Selection -
Going to see “Titanic” at Candlelight Pavilion Dinner Theater in Claremont was something I approached with trepidation. Thought the music was written by Maury Yeston, whose work I have always liked, and the book by Peter Stone, and its storyline was based completely on actual people, which I approve of, I was haunted a bit by the first version I saw. I need not to have worried.

The first time I saw the Tony-winning musical it was somewhat anticlimactic. For one thing, the epic movie of the same name had been recently released, but for another the national tour of the original Broadway production itself, which was born at the Ahmanson production I saw, seemed a weird combination of occasionally brilliant theatricality and staging moments which were either overblown or simply ridiculous. Indeed, it was hard to connect with the musical itself because the visuals were so uneven.

Turns out (and the irony is not lost on me) that in the case of a musical about what was then the largest vehicle in the world, smaller is better. Crammed onto the comparatively little Candlelight stage, all the overblown theatricality gives way to story, and the characters shine over the comparatively subtle optics. Add the impressive quality of the performers in this new production, who sing so well that no huge chorus is needed to back them up, and the intimacy, musicality, and pathos shine far more brightly than anything I could have anticipated.

Recorded information -

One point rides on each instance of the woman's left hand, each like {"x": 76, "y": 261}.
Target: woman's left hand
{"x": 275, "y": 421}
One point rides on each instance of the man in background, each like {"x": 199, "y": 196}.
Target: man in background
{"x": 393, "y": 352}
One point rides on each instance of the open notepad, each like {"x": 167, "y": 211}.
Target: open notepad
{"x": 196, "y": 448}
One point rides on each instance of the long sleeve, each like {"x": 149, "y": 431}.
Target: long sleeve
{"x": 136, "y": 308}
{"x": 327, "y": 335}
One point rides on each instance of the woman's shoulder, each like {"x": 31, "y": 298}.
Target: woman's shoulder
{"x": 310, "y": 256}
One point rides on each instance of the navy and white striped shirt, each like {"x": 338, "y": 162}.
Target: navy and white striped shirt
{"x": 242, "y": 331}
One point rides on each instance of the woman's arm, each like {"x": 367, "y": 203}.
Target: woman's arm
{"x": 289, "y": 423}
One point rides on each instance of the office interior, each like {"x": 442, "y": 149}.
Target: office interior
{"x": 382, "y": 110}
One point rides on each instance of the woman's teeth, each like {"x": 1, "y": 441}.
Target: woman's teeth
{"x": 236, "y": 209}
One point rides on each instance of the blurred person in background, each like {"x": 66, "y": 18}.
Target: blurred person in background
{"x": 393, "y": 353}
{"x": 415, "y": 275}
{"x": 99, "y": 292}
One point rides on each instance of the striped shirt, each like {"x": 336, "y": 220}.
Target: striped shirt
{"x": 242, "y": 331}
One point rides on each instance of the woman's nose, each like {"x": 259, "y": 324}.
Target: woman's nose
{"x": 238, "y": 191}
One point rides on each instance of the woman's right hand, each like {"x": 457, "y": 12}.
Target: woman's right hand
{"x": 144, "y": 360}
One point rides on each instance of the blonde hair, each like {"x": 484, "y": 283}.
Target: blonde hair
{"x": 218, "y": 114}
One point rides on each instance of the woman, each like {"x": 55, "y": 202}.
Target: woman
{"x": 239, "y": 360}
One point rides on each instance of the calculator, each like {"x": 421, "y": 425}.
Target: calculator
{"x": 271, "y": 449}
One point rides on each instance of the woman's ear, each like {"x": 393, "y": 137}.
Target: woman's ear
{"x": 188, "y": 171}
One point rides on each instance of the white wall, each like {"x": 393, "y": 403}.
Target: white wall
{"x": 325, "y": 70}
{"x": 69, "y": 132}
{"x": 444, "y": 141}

Exercise set -
• A. Answer these questions about the Titanic review, with one answer per line, marked like the questions:
(i) In which city is Candlelight Pavilion Dinner Theater?
(ii) What had recently been released the first time the reviewer saw the musical?
(iii) According to the review, why is no huge chorus needed in the new production?
• B. Please reproduce the part of the Titanic review starting at "The first time" and ending at "were so uneven.".

Outputs for the tasks -
• A.
(i) Claremont
(ii) The epic movie of the same name
(iii) The performers sing so well that no huge chorus is needed to back them up.

• B.
The first time I saw the Tony-winning musical it was somewhat anticlimactic. For one thing, the epic movie of the same name had been recently released, but for another the national tour of the original Broadway production itself, which was born at the Ahmanson production I saw, seemed a weird combination of occasionally brilliant theatricality and staging moments which were either overblown or simply ridiculous. Indeed, it was hard to connect with the musical itself because the visuals were so uneven.